**Work to do**
Starting at the first of the lines below and stopping after the line that contains "pixel 441 52", write the lines out again with "wooden stake" replaced by "wooden post" and nothing else altered. Leave the pictures out.
--------------------
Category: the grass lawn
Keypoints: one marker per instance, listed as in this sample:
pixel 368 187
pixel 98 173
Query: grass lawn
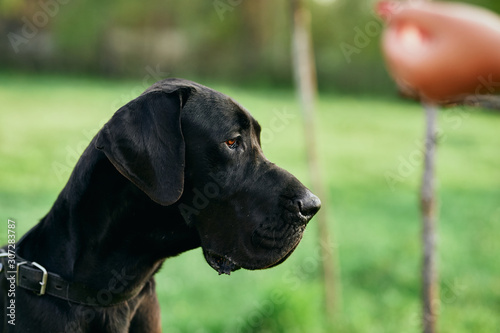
pixel 372 160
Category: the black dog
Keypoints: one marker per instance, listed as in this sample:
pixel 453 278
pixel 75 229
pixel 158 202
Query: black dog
pixel 177 168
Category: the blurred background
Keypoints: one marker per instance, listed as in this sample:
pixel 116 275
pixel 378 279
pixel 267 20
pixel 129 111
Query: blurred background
pixel 67 65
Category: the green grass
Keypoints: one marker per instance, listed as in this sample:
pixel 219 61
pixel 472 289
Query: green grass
pixel 370 151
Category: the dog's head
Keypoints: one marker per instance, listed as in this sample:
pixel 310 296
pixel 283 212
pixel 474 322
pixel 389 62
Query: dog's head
pixel 186 145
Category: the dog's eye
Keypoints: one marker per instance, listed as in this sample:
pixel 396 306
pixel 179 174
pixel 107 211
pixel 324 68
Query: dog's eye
pixel 232 143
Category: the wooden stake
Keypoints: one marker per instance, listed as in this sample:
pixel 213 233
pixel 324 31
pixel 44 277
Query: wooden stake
pixel 306 82
pixel 430 291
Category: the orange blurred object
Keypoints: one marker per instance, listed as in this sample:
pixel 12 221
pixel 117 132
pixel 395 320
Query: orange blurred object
pixel 441 52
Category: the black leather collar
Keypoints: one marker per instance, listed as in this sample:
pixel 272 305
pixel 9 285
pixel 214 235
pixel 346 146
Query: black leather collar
pixel 34 277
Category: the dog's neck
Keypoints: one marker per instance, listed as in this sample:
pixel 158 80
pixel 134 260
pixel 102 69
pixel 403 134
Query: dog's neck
pixel 102 225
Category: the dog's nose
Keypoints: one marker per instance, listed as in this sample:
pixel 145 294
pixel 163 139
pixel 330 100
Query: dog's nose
pixel 309 205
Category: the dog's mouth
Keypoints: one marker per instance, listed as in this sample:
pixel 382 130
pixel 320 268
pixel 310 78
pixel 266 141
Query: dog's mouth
pixel 225 264
pixel 222 264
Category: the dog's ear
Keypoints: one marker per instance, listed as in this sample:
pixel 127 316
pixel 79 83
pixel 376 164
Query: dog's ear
pixel 144 141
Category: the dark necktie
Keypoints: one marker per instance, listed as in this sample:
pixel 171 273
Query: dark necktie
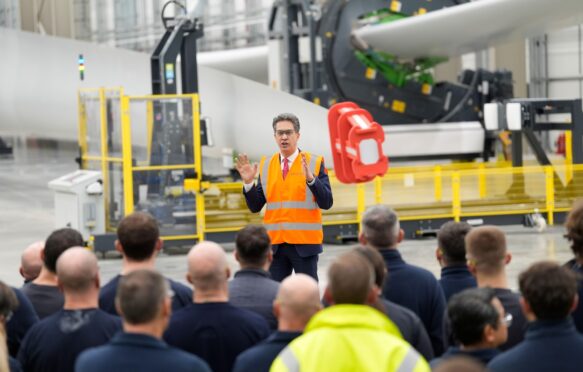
pixel 285 167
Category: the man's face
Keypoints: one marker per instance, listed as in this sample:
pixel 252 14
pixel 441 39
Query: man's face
pixel 286 137
pixel 501 333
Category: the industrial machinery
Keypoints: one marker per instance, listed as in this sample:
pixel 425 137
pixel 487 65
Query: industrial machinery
pixel 79 202
pixel 315 55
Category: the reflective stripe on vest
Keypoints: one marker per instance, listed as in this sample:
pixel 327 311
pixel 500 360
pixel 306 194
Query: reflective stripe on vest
pixel 293 226
pixel 289 360
pixel 409 362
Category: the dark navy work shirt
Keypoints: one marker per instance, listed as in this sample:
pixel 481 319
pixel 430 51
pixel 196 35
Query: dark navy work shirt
pixel 14 365
pixel 455 279
pixel 46 299
pixel 549 345
pixel 254 290
pixel 411 327
pixel 216 331
pixel 182 295
pixel 128 352
pixel 22 319
pixel 483 356
pixel 54 343
pixel 578 313
pixel 416 289
pixel 260 357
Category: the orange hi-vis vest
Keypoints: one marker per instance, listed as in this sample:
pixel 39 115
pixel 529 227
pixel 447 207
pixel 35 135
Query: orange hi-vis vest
pixel 291 213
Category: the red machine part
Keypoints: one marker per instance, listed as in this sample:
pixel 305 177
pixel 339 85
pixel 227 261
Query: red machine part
pixel 357 144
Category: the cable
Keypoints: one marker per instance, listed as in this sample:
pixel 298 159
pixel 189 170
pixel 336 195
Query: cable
pixel 463 101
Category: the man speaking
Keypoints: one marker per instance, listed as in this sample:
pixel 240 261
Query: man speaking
pixel 294 184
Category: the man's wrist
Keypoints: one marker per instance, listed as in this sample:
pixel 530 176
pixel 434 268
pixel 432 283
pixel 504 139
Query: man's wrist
pixel 248 185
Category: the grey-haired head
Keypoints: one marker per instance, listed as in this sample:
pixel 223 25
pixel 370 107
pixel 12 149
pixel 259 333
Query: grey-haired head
--------------------
**Result**
Category: the grass lawn
Keypoints: one marker per instance, listed as in this sample:
pixel 368 187
pixel 98 173
Query: grass lawn
pixel 372 160
Category: the black dog
Keypoints: one marker per instance, listed as in this sample:
pixel 453 278
pixel 75 229
pixel 158 202
Query: black dog
pixel 177 168
Category: the blurred background
Keypoints: one marker per instance, listed as in this sample:
pixel 116 275
pixel 378 279
pixel 267 20
pixel 129 111
Query: blurred background
pixel 67 65
Category: the green grass
Keypoints: one marker per instance, listed as in this sample:
pixel 219 61
pixel 472 289
Query: green grass
pixel 370 151
Category: the dog's head
Keypoints: one marker per instance, listed as in this sample:
pixel 310 296
pixel 283 212
pixel 474 322
pixel 389 62
Query: dog's head
pixel 186 145
Category: the dog's eye
Keypoints: one marker per instance, listed as in this sample:
pixel 396 306
pixel 179 174
pixel 107 211
pixel 324 68
Query: dog's eye
pixel 232 143
Category: the wooden post
Keypoints: one marker per instance, listed as in this sample:
pixel 213 233
pixel 324 31
pixel 44 277
Query: wooden post
pixel 306 82
pixel 430 291
Category: the orange blurred object
Keypoints: one marker per instance, listed as in this sample:
pixel 12 221
pixel 117 132
pixel 395 320
Query: orange blurred object
pixel 441 52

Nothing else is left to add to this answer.